Rewrite all of the lines below, changing every occurrence of "drop a point" to "place a marker" and keeping everything else identical, but omit the pictures from your answer.

##### Provided records

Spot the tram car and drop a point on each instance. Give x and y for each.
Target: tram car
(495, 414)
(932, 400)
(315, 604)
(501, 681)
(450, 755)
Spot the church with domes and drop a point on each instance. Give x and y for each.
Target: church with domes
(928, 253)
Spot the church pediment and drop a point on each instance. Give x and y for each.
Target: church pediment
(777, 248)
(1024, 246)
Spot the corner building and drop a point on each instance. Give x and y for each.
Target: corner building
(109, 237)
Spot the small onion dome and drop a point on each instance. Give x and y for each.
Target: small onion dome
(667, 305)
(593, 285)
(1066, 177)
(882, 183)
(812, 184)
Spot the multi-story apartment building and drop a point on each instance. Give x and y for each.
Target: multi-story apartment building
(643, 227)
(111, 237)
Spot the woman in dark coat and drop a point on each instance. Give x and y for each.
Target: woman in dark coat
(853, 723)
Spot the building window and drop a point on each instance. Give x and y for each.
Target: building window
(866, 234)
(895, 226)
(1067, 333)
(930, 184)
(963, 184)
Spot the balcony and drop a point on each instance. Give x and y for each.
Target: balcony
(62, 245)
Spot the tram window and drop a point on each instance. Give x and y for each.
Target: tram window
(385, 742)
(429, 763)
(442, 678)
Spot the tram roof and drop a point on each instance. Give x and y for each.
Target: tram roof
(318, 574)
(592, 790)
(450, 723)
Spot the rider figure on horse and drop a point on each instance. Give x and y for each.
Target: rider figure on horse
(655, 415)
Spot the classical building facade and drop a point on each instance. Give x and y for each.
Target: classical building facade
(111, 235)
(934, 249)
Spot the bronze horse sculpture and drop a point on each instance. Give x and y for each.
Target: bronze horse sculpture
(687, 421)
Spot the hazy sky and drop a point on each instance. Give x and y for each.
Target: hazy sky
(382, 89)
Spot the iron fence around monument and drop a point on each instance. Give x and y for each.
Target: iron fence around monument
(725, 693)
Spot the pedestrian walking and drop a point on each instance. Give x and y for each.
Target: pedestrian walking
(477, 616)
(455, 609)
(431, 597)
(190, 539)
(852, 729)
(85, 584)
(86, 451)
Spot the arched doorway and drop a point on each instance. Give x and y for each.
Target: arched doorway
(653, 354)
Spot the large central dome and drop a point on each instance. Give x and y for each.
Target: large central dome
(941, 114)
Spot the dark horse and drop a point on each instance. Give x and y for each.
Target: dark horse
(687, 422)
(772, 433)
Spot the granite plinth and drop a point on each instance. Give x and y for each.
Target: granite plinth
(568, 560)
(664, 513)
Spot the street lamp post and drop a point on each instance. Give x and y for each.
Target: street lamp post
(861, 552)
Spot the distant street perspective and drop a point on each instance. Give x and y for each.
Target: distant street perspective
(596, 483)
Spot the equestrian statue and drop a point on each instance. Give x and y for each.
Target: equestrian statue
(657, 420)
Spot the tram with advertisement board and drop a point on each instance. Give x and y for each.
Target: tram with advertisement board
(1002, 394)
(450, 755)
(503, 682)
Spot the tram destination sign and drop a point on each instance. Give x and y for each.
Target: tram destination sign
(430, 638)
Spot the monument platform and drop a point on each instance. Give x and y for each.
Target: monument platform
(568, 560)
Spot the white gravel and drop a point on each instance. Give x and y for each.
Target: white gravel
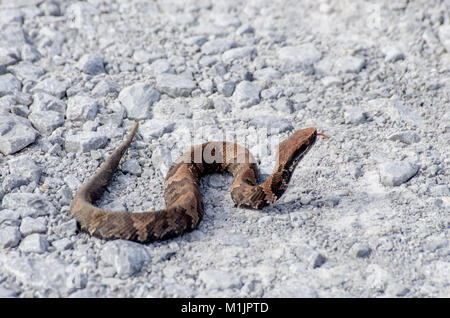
(367, 213)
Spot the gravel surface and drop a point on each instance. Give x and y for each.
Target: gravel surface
(367, 213)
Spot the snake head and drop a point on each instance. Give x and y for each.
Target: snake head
(292, 150)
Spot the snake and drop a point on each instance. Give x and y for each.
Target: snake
(184, 206)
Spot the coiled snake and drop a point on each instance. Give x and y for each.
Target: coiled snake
(184, 205)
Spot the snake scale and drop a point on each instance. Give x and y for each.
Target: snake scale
(184, 205)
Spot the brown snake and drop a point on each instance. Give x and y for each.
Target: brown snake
(184, 205)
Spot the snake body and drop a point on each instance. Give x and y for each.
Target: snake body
(184, 205)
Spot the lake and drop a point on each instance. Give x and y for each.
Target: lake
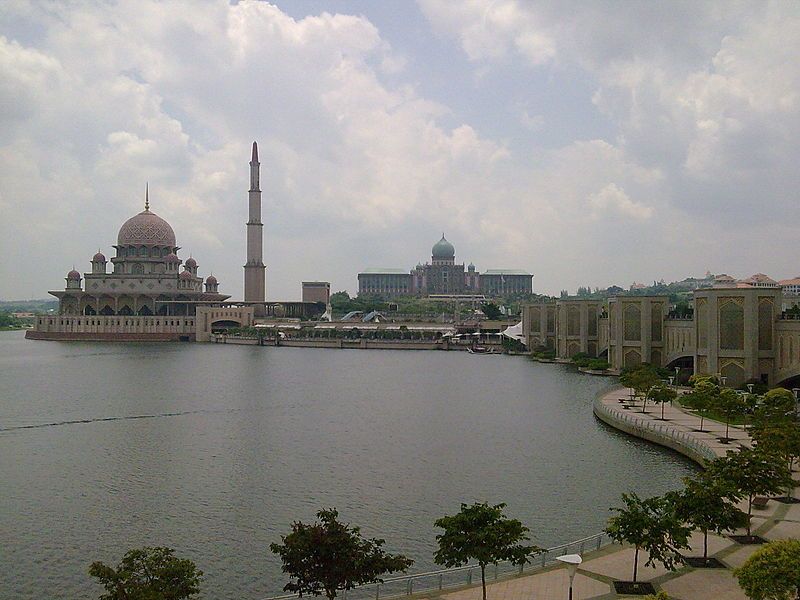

##########

> [Task solution]
Spot the tram car and place a marker on each instance. Give x and y for each.
Target: tram car
(495, 414)
(932, 400)
(315, 604)
(501, 681)
(450, 755)
Spot the church with domes and place a marker on each instance. Give x and y for each.
Target: church with domes
(928, 253)
Spot the church pediment and place a marker on each instance. Give x and y for each.
Target: church pediment
(777, 248)
(1024, 246)
Spot the corner building and place a marker on each instance. Give x and y for each.
Target: corner building
(109, 237)
Spot the small onion dome and place a marker on each instance. Give x and y for each.
Target: small onion dome
(667, 305)
(593, 285)
(1066, 177)
(882, 183)
(812, 184)
Spot the multi-story apartment building and place a marker on each instance. Give x and y for each.
Target: multi-story apartment building
(643, 227)
(111, 237)
Spot the woman in dark coat and place a marker on each instance. Give x and y for each.
Target: woman in dark coat
(853, 723)
Spot the building window and place a marker on each instance. Give x and y for each.
Target: building window
(866, 234)
(895, 226)
(1067, 333)
(930, 184)
(963, 184)
Spot the balcony and place a marker on each instance. Give x and y for each.
Target: balcony
(62, 245)
Spot the tram window and place a marker on each instance. Give x and y for each.
Target: tram window
(385, 742)
(429, 763)
(442, 678)
Spot the tram roof and place a marker on each instance. Give x and y for each.
Target: tram roof
(318, 574)
(592, 790)
(450, 723)
Spot the rider figure on horse and place a marker on each instance. Give x and y for each.
Target: rider figure on horse
(655, 415)
Spot the classical building facade and place a marker on each instance. Give x and y for each.
Target: classical building facade
(111, 235)
(934, 249)
Spot the bronze horse sculpture and place a marker on each instance. Give x and y for each.
Target: bronze horse sculpture
(687, 421)
Spot the hazy sky and place a marker on each instance. Give x and y for each.
Target: hazy sky
(382, 89)
Spot the iron fence around monument and place a marker on each instance. Give x and y for each.
Target: iron fence around monument
(725, 693)
Spot the pedestrian walking and place a marker on each instance. Give x and y for each.
Target: pedestrian walking
(477, 616)
(455, 609)
(431, 597)
(190, 539)
(852, 729)
(85, 584)
(86, 451)
Spot the arched doorway and place a marker on each instance. Give x and y for each.
Target: arched doorway
(653, 354)
Spot the large central dome and place a marker on each instance. Give x and y for each.
Target: large central dome
(941, 114)
Spot the dark horse and place a marker on each instance. Give x and y for each.
Target: dark horse
(687, 422)
(772, 433)
Spot the granite plinth and place a marker on each instance. Give x and y for each.
Target: granite plinth
(568, 560)
(664, 513)
Spot the street lamp post and place a marker on each instance. Give x and y for each.
Target: street lamp post
(861, 552)
Spot the distant street perspective and place a marker on each instance. Give x and y for each.
Target: distant street perspective
(596, 483)
Spot the equestrian statue and place a marker on each instance. Give x and y for each.
Target: equestrian statue
(657, 420)
Spot the tram with advertisement board and place a marker on each instance. Give x and y for each.
Target: tram with advertisement board
(1002, 394)
(450, 755)
(503, 682)
Spot the tram destination sign and place a marker on each instance. Give x and y for each.
Target: tram destination sign
(430, 638)
Spot the monument platform and place a marker on each instance. Give x and y for each.
Target: monument platform
(568, 560)
Spot the white gravel and place a marker on each instance. Give x and y for each.
Target: white gravel
(367, 213)
Spot the gravel surface and place a marker on each instance. Give x and y for each.
Target: gravel surface
(367, 213)
Spot the snake head and place a marker on each instance. Give x and y for each.
Target: snake head
(292, 150)
Spot the snake and place a marker on each instance. Give x and y for each.
Target: snake
(184, 206)
Spot the coiled snake and place a marker on each instance. Give x and y for each.
Target: coiled snake
(184, 205)
Spot the snake scale and place a marker on each instance. Give x and y for each.
Target: snake scale
(184, 205)
Spot the brown snake and place a marker on each instance. Give x and y for each.
Target: brown snake
(184, 205)
Spot the snake body and place a marker on each instance. Give x and y for each.
Target: snake body
(184, 205)
Spot the lake and place a marker on each instance. Give x and y for each.
Target: lake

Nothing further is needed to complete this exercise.